_Passage shown_
** BEGIN **

The overall remuneration payable every year to him by way of fixed salary, variable pay, performance based incentives (including stock based compensation of all types) and employee benefits etc. (mentioned hereinabove) shall not exceed in aggregate five percent of the net profits of the Company as computed in the manner laid down in Section 198 of the Companies Act, 2013 or any statutory modification(s) or re-enactment(s) thereof.

Tejas Networks Limited

Postal Ballot Notice | 9

4. Minimum Remuneration

  • a. Notwithstanding anything to the contrary herein contained, where in any financial year during the tenure of the ED and COO, the Company has no profits or its profits are inadequate, the Company will pay to ED and COO remuneration by way of Salary, Benefits, Perquisites and Allowances as stated above and as specified in the agreement to be executed between the Company and the ED and COO (‘Agreement’).

** END **

_What you will do_
1: According to the minimum remuneration clause of the postal ballot notice, in what circumstances does the Company still pay the ED and COO the stated remuneration?
2: Echo the postal ballot notice word for word, starting with "4. Minimum Remuneration" and going on through "and COO (‘Agreement’).".
The items that follow come from a different source than the postal ballot notice.

_Excerpted data_
** BEGIN **

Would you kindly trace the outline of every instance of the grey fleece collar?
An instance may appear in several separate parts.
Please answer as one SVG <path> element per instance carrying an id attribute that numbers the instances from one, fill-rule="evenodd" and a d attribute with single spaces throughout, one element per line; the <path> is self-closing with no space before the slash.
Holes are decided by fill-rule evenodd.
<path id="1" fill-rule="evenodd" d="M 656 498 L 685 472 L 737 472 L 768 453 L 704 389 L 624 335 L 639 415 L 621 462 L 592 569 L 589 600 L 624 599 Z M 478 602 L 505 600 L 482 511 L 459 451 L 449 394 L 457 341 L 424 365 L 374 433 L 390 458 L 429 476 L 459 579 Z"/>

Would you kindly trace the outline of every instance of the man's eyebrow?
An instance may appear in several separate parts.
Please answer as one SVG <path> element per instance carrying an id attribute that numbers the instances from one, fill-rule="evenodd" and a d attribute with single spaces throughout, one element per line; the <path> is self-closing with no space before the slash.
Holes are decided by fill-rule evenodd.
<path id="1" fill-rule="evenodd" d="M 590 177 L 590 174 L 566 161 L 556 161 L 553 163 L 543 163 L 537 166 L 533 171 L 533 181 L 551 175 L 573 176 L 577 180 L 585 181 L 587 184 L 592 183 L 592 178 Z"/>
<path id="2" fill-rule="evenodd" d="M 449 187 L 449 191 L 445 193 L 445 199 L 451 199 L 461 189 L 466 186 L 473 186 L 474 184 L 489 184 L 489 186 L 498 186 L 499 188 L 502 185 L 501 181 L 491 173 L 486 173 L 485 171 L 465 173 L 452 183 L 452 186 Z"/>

** END **

_Solutions_
1: In any financial year during the ED and COO's tenure in which the Company has no profits or its profits are inadequate.

2:
4. Minimum Remuneration

  • a. Notwithstanding anything to the contrary herein contained, where in any financial year during the tenure of the ED and COO, the Company has no profits or its profits are inadequate, the Company will pay to ED and COO remuneration by way of Salary, Benefits, Perquisites and Allowances as stated above and as specified in the agreement to be executed between the Company and the ED and COO (‘Agreement’).